### Your task
What you return should match the material below line for line, except that no image appears in it.

### Available records
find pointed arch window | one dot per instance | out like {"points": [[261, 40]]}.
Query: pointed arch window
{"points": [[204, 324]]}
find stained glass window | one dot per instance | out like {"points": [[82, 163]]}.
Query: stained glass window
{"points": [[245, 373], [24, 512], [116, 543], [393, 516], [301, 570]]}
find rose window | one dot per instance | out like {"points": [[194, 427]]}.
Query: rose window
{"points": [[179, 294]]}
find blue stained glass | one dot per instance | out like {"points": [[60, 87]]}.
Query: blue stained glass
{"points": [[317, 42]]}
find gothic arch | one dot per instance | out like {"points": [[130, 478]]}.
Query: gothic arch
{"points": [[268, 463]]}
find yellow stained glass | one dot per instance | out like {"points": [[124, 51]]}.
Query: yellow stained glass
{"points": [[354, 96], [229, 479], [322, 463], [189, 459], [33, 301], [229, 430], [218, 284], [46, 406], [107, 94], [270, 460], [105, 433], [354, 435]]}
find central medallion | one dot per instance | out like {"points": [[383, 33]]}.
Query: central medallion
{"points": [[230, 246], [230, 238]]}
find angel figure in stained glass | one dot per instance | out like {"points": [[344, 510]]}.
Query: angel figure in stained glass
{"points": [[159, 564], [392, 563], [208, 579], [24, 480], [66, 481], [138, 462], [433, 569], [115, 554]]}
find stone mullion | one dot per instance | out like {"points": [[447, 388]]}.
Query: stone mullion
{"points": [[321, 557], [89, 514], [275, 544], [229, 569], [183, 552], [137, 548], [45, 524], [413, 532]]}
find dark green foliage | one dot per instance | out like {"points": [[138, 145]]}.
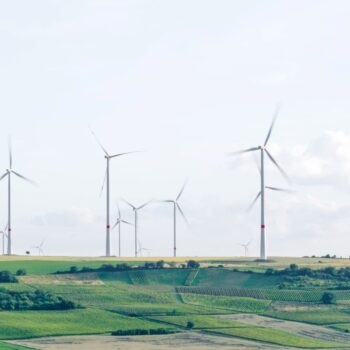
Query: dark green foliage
{"points": [[37, 300], [328, 298], [21, 272], [189, 325], [160, 264], [143, 331], [7, 277], [192, 264]]}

### Worked solution
find pointed arch window | one dot per instance | out like {"points": [[261, 40]]}.
Query: pointed arch window
{"points": [[204, 324]]}
find stained glass window | one dot per instance | out like {"points": [[82, 163]]}.
Query: stained glass window
{"points": [[245, 373], [24, 512], [116, 543], [393, 516], [301, 570]]}
find rose window | one dot per instance | out like {"points": [[194, 427]]}.
Query: rose window
{"points": [[179, 294]]}
find blue stained glass | one dot per instance | out like {"points": [[60, 87]]}.
Query: blue stained glass
{"points": [[317, 42]]}
find gothic arch | one dot per instance | out like {"points": [[130, 478]]}.
Query: gothic arch
{"points": [[268, 463]]}
find yellow stained glass | one dot per instance | out like {"points": [[124, 51]]}.
Query: yellow stained glass
{"points": [[354, 96], [229, 479], [322, 463], [189, 459], [33, 301], [229, 430], [218, 284], [46, 406], [107, 94], [270, 460], [105, 433], [354, 435]]}
find central medallion | one dot per instance | out like {"points": [[383, 33]]}.
Query: central medallion
{"points": [[230, 246], [230, 238]]}
find angel figure in stained glass | one dot per instance | out like {"points": [[344, 510]]}.
Query: angel figure in stained glass
{"points": [[159, 564], [392, 563], [208, 579], [24, 480], [66, 481], [138, 462], [433, 569], [115, 554]]}
find stone mullion | one dot per instance | out like {"points": [[447, 388]]}.
Query: stone mullion
{"points": [[321, 557], [89, 514], [275, 544], [229, 569], [183, 552], [137, 548], [45, 524], [413, 532]]}
find dark green foliage | one dot per instance | out like {"points": [[138, 145]]}.
Query: dark green foliage
{"points": [[37, 300], [328, 298], [21, 272], [189, 325], [160, 264], [143, 331], [7, 277], [192, 264]]}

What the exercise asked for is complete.